### TEXTE FOURNI
Des chercheurs réclament un programme d’échange de seringues en prison

OTTAWA – Une étude suggère au gouvernement fédéral de mettre en place dans les prisons des programmes d’accès à des seringues et aiguilles saines, dans le but de limiter les taux de VIH et d’hépatite C, qui seraient de 10 à 30 fois plus élevé en détention que dans la population générale.

L’auteure principale de cette étude de l’Université Ryerson, Emily van der Meulen, souhaite voir le gouvernement examiner les études d’efficacité de programmes utilisés en Suisse depuis plus de 20 ans.

C’est, selon elle, une question de santé et de droits humains.

Les prisons où de tels programmes ont été adoptés ont vu des avantages importants, dont une réduction du partage des aiguilles et des surdoses.

Les coffres du gouvernement seraient également gagnants, a-t-elle ajouté.

Les coûts associés au VIH et à l’hépatite C en prison sont très élevés: près de 30 000 $ par année pour un traitement du VIH, et le double pour une hépatite C, a-t-elle dit.

### LISTE DES TÂCHES
1. Relevez, dans l'ordre où ils apparaissent, tous les nombres écrits en chiffres dans l'article sur l'échange de seringues en prison.
2. D'après l'article sur l'échange de seringues en prison, les affirmations suivantes sont-elles vraies ? Répondez par oui ou par non et citez les mots du texte qui le montrent. (a) L'étude provient de l'Université Ryerson. (b) Les programmes utilisés en Suisse existent depuis moins de dix ans. (c) Le traitement de l'hépatite C coûte moins cher que celui du VIH.

### DONNÉES
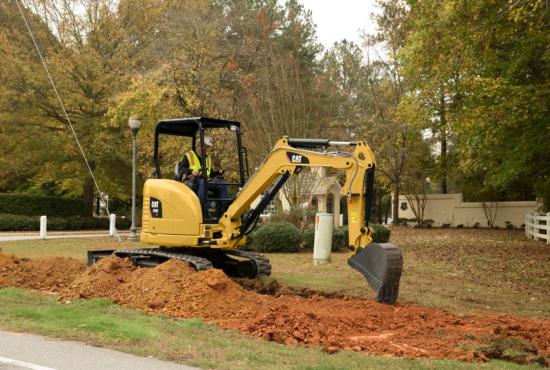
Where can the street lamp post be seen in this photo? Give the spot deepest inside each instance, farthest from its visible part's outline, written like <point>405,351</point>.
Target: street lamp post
<point>134,124</point>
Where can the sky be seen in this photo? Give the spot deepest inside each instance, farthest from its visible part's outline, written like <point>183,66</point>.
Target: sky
<point>341,19</point>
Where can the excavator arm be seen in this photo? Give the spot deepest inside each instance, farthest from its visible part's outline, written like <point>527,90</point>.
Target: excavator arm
<point>381,264</point>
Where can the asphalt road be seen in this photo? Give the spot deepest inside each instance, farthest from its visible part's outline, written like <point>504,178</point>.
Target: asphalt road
<point>26,351</point>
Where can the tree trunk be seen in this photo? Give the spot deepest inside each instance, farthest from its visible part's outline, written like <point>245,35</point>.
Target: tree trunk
<point>88,197</point>
<point>443,134</point>
<point>395,212</point>
<point>379,206</point>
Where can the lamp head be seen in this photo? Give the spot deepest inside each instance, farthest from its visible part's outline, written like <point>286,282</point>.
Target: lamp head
<point>134,123</point>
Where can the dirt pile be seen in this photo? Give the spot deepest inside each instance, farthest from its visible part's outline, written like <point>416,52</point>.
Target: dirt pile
<point>103,279</point>
<point>45,274</point>
<point>332,323</point>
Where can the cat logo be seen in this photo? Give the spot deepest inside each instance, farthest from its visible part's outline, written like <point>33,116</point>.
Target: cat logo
<point>297,158</point>
<point>155,206</point>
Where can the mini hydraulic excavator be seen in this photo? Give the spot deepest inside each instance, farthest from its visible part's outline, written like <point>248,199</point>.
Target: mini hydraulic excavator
<point>208,234</point>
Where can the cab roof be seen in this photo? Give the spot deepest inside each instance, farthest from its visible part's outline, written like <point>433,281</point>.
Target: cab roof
<point>189,126</point>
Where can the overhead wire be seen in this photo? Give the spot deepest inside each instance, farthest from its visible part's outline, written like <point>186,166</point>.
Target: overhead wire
<point>67,118</point>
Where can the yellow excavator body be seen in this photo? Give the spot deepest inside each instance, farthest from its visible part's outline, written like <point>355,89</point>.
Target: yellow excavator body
<point>185,228</point>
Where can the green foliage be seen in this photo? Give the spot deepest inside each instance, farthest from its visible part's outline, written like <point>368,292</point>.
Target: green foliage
<point>277,237</point>
<point>9,222</point>
<point>380,233</point>
<point>31,205</point>
<point>485,80</point>
<point>298,216</point>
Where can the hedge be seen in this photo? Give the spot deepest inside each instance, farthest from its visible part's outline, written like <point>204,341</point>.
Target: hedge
<point>380,233</point>
<point>30,223</point>
<point>32,205</point>
<point>276,237</point>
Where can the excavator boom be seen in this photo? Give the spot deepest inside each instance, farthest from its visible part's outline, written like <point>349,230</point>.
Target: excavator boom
<point>178,220</point>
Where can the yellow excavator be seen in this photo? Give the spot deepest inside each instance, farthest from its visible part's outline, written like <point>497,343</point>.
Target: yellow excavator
<point>210,233</point>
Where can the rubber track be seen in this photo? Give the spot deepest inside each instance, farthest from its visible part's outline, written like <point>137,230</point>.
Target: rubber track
<point>262,262</point>
<point>198,263</point>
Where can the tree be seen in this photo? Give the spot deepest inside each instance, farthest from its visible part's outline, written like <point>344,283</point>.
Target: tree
<point>490,59</point>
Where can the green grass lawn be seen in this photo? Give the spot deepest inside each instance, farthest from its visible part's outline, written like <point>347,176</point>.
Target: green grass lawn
<point>192,342</point>
<point>495,271</point>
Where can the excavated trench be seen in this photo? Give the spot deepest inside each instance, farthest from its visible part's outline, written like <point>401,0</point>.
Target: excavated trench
<point>291,316</point>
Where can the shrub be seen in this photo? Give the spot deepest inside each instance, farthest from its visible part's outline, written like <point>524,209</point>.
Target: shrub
<point>298,216</point>
<point>32,205</point>
<point>277,237</point>
<point>30,223</point>
<point>380,233</point>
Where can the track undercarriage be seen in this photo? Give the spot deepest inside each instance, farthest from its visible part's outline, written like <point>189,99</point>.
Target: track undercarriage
<point>235,262</point>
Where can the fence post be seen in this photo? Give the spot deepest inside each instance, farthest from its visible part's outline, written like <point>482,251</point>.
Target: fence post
<point>527,224</point>
<point>112,224</point>
<point>43,226</point>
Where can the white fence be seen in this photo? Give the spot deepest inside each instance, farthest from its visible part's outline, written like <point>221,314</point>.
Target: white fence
<point>537,226</point>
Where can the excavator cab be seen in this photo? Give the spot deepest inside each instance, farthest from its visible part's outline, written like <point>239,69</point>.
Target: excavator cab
<point>212,204</point>
<point>185,227</point>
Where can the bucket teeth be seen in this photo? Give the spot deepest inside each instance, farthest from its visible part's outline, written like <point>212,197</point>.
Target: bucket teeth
<point>381,264</point>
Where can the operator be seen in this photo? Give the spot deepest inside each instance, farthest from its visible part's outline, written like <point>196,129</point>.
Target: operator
<point>190,172</point>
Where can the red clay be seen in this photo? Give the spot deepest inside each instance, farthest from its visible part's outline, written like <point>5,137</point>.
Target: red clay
<point>332,323</point>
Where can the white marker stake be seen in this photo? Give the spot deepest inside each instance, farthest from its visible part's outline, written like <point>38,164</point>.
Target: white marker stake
<point>112,224</point>
<point>43,226</point>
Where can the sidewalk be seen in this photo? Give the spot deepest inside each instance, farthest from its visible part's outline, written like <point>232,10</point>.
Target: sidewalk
<point>27,351</point>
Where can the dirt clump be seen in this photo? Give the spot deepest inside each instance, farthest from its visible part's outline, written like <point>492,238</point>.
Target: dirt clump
<point>333,324</point>
<point>52,274</point>
<point>103,278</point>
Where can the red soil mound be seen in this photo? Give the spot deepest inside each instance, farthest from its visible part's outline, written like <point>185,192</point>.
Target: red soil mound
<point>46,274</point>
<point>103,278</point>
<point>333,323</point>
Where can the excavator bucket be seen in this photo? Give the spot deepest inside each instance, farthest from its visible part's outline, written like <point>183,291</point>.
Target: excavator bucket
<point>381,264</point>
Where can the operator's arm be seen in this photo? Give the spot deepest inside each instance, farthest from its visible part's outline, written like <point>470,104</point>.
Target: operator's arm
<point>184,169</point>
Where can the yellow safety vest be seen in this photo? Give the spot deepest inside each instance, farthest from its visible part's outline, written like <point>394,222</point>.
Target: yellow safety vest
<point>195,162</point>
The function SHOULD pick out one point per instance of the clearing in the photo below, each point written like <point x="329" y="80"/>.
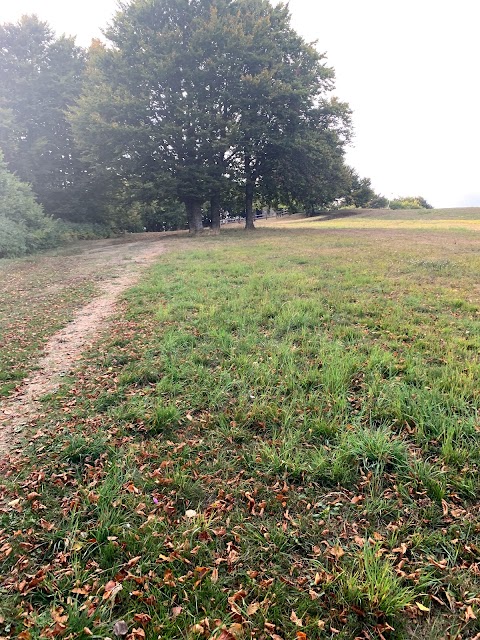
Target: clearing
<point x="277" y="437"/>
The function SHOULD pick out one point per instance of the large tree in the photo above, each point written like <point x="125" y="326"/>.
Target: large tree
<point x="193" y="93"/>
<point x="148" y="111"/>
<point x="40" y="78"/>
<point x="23" y="225"/>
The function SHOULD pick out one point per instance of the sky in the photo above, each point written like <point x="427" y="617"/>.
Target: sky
<point x="409" y="70"/>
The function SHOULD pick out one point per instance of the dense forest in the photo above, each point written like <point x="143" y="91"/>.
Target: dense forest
<point x="190" y="109"/>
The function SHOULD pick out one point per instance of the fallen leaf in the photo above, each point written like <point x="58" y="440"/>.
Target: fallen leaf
<point x="120" y="628"/>
<point x="296" y="620"/>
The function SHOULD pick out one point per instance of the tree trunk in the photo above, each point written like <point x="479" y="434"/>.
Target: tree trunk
<point x="194" y="216"/>
<point x="215" y="212"/>
<point x="249" y="193"/>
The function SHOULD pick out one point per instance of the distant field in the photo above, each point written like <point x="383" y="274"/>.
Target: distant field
<point x="467" y="218"/>
<point x="278" y="438"/>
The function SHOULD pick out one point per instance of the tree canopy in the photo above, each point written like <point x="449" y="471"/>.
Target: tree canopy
<point x="193" y="94"/>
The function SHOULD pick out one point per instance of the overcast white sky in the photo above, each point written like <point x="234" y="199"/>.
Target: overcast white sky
<point x="408" y="68"/>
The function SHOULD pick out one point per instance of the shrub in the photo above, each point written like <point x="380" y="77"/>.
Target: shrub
<point x="410" y="202"/>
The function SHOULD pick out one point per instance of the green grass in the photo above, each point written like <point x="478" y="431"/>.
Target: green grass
<point x="281" y="429"/>
<point x="37" y="297"/>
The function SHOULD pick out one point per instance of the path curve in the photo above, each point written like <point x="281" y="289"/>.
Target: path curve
<point x="65" y="347"/>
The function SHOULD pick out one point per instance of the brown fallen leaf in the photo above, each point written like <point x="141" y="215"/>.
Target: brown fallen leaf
<point x="120" y="628"/>
<point x="296" y="620"/>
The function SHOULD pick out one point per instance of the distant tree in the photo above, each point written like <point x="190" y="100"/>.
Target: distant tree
<point x="194" y="94"/>
<point x="40" y="78"/>
<point x="359" y="191"/>
<point x="410" y="202"/>
<point x="378" y="202"/>
<point x="23" y="225"/>
<point x="308" y="171"/>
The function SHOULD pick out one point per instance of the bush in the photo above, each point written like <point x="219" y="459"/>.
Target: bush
<point x="23" y="225"/>
<point x="25" y="228"/>
<point x="410" y="202"/>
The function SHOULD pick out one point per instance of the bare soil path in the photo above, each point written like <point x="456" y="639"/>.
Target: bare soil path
<point x="115" y="265"/>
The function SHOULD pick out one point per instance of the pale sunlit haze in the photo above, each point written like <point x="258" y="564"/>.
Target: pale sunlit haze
<point x="408" y="69"/>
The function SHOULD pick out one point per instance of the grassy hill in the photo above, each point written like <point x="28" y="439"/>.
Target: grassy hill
<point x="277" y="438"/>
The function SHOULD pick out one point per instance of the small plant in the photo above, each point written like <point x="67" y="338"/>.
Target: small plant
<point x="373" y="586"/>
<point x="162" y="418"/>
<point x="80" y="448"/>
<point x="370" y="449"/>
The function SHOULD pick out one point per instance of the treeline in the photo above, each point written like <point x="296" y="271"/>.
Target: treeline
<point x="193" y="107"/>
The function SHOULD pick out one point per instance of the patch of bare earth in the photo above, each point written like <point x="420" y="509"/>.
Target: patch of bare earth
<point x="117" y="265"/>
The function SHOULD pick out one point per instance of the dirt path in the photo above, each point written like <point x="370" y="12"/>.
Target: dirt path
<point x="117" y="264"/>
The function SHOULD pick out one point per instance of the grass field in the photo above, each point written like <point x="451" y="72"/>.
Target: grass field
<point x="278" y="438"/>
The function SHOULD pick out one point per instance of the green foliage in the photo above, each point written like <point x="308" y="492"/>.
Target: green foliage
<point x="40" y="79"/>
<point x="378" y="202"/>
<point x="24" y="227"/>
<point x="359" y="191"/>
<point x="192" y="96"/>
<point x="411" y="202"/>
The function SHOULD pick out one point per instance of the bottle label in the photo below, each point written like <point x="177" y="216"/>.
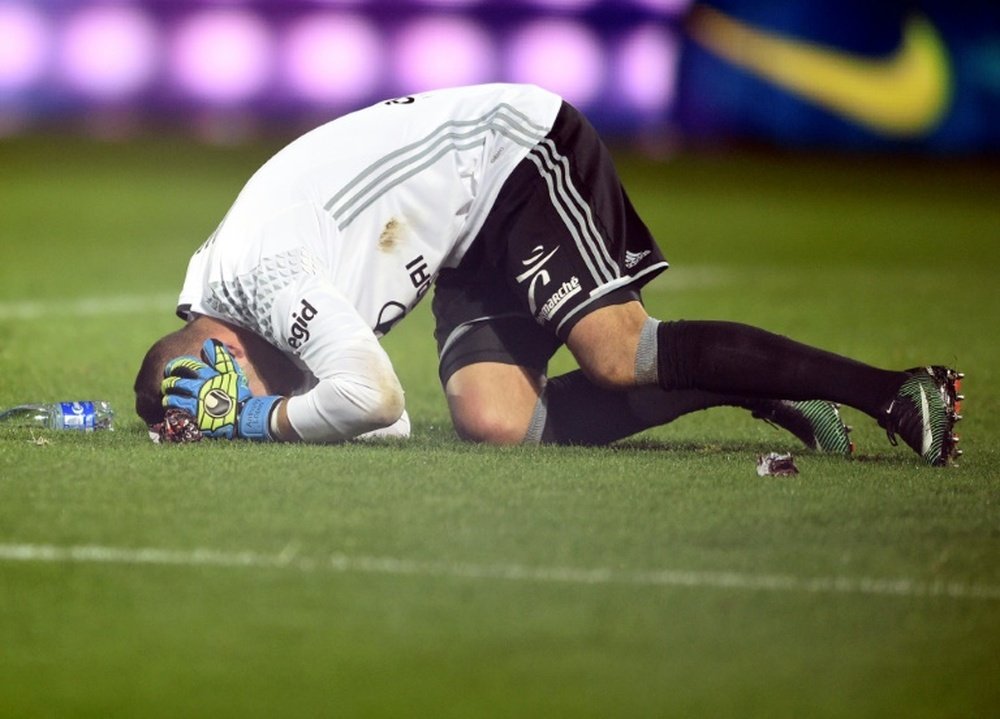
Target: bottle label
<point x="78" y="415"/>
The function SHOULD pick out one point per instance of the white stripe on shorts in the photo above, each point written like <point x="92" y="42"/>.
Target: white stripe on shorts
<point x="574" y="211"/>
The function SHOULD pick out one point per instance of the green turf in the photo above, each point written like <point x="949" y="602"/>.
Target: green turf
<point x="661" y="577"/>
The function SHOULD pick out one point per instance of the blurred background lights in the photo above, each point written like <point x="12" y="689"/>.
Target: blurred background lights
<point x="563" y="4"/>
<point x="675" y="8"/>
<point x="442" y="52"/>
<point x="332" y="58"/>
<point x="24" y="46"/>
<point x="561" y="55"/>
<point x="109" y="51"/>
<point x="646" y="68"/>
<point x="222" y="56"/>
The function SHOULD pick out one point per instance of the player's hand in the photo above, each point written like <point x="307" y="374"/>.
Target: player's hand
<point x="215" y="392"/>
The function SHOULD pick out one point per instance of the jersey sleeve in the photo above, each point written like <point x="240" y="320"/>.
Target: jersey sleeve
<point x="357" y="390"/>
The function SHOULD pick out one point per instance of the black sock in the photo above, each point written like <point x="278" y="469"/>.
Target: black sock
<point x="733" y="358"/>
<point x="580" y="412"/>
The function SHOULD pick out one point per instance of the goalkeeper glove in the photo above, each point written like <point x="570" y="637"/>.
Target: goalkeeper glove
<point x="214" y="391"/>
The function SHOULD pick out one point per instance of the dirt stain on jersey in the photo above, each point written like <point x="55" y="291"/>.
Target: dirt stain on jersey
<point x="392" y="235"/>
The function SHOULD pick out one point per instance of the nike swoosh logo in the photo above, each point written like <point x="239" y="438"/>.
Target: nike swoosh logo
<point x="905" y="93"/>
<point x="925" y="417"/>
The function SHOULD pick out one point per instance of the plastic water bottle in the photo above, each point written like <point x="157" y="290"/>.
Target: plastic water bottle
<point x="84" y="415"/>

### CORRIGÉ
1. 10, 30, 20, 30 000

2.
(a) Oui : « L’auteure principale de cette étude de l’Université Ryerson, Emily van der Meulen »
(b) Non : « utilisés en Suisse depuis plus de 20 ans »
(c) Non : « près de 30 000 $ par année pour un traitement du VIH, et le double pour une hépatite C »